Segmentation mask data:
===============

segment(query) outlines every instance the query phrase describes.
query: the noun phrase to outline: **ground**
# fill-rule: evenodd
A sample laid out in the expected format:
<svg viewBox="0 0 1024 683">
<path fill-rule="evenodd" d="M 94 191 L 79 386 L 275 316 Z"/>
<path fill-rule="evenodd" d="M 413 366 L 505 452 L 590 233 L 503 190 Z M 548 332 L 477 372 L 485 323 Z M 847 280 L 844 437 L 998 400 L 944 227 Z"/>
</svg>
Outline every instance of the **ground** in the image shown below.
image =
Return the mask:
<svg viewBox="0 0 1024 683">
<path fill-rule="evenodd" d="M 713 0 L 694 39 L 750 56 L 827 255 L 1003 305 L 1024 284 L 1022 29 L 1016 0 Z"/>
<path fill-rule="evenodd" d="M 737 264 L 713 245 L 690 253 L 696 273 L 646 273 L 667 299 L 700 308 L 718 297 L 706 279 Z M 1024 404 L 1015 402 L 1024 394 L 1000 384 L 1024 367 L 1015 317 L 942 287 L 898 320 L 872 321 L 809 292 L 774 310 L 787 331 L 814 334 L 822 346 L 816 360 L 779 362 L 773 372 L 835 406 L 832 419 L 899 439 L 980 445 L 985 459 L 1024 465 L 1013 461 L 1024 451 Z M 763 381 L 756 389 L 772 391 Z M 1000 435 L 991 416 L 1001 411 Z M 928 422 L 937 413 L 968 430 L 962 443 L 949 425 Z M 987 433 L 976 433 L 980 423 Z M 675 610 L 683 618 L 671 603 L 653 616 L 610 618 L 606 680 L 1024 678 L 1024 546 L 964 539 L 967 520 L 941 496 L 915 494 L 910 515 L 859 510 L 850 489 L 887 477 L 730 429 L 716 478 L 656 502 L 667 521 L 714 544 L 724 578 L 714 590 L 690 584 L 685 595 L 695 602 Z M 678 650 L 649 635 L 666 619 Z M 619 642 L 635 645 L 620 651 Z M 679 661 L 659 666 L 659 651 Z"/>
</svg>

===============

> _Directions_: Using the records above, write out exactly the lines from the one containing "94 191 L 79" through the last, and add nothing.

> _Exercise result_:
<path fill-rule="evenodd" d="M 94 191 L 79 386 L 275 316 Z"/>
<path fill-rule="evenodd" d="M 413 366 L 505 452 L 590 233 L 503 190 Z M 548 332 L 477 372 L 485 323 Z M 847 280 L 844 437 L 998 400 L 944 227 Z"/>
</svg>
Outline every instance of the **ground** in the image shown below.
image =
Return the mask:
<svg viewBox="0 0 1024 683">
<path fill-rule="evenodd" d="M 713 0 L 694 39 L 750 56 L 827 255 L 1003 305 L 1024 284 L 1022 29 L 1016 0 Z"/>
<path fill-rule="evenodd" d="M 737 264 L 713 245 L 690 253 L 696 273 L 646 273 L 667 299 L 700 308 L 718 297 L 706 279 Z M 1024 404 L 1015 402 L 1024 394 L 1000 384 L 1024 367 L 1015 317 L 942 287 L 898 320 L 872 321 L 809 292 L 774 310 L 787 331 L 814 334 L 822 346 L 816 360 L 779 362 L 773 372 L 835 406 L 832 419 L 899 439 L 980 445 L 985 459 L 1024 465 L 1013 461 L 1024 451 Z M 763 381 L 756 389 L 772 391 Z M 1000 435 L 991 416 L 1001 411 Z M 928 422 L 937 413 L 968 430 L 962 443 L 949 425 Z M 987 433 L 976 433 L 980 423 Z M 675 610 L 683 618 L 671 603 L 653 616 L 610 618 L 606 680 L 1024 678 L 1024 546 L 964 539 L 967 520 L 941 496 L 915 494 L 910 515 L 859 510 L 850 489 L 887 477 L 730 429 L 716 478 L 656 502 L 667 521 L 714 544 L 724 578 L 714 590 L 690 584 L 685 595 L 695 602 Z M 678 650 L 649 635 L 666 619 Z M 619 642 L 635 645 L 620 651 Z M 679 661 L 659 666 L 659 651 Z"/>
</svg>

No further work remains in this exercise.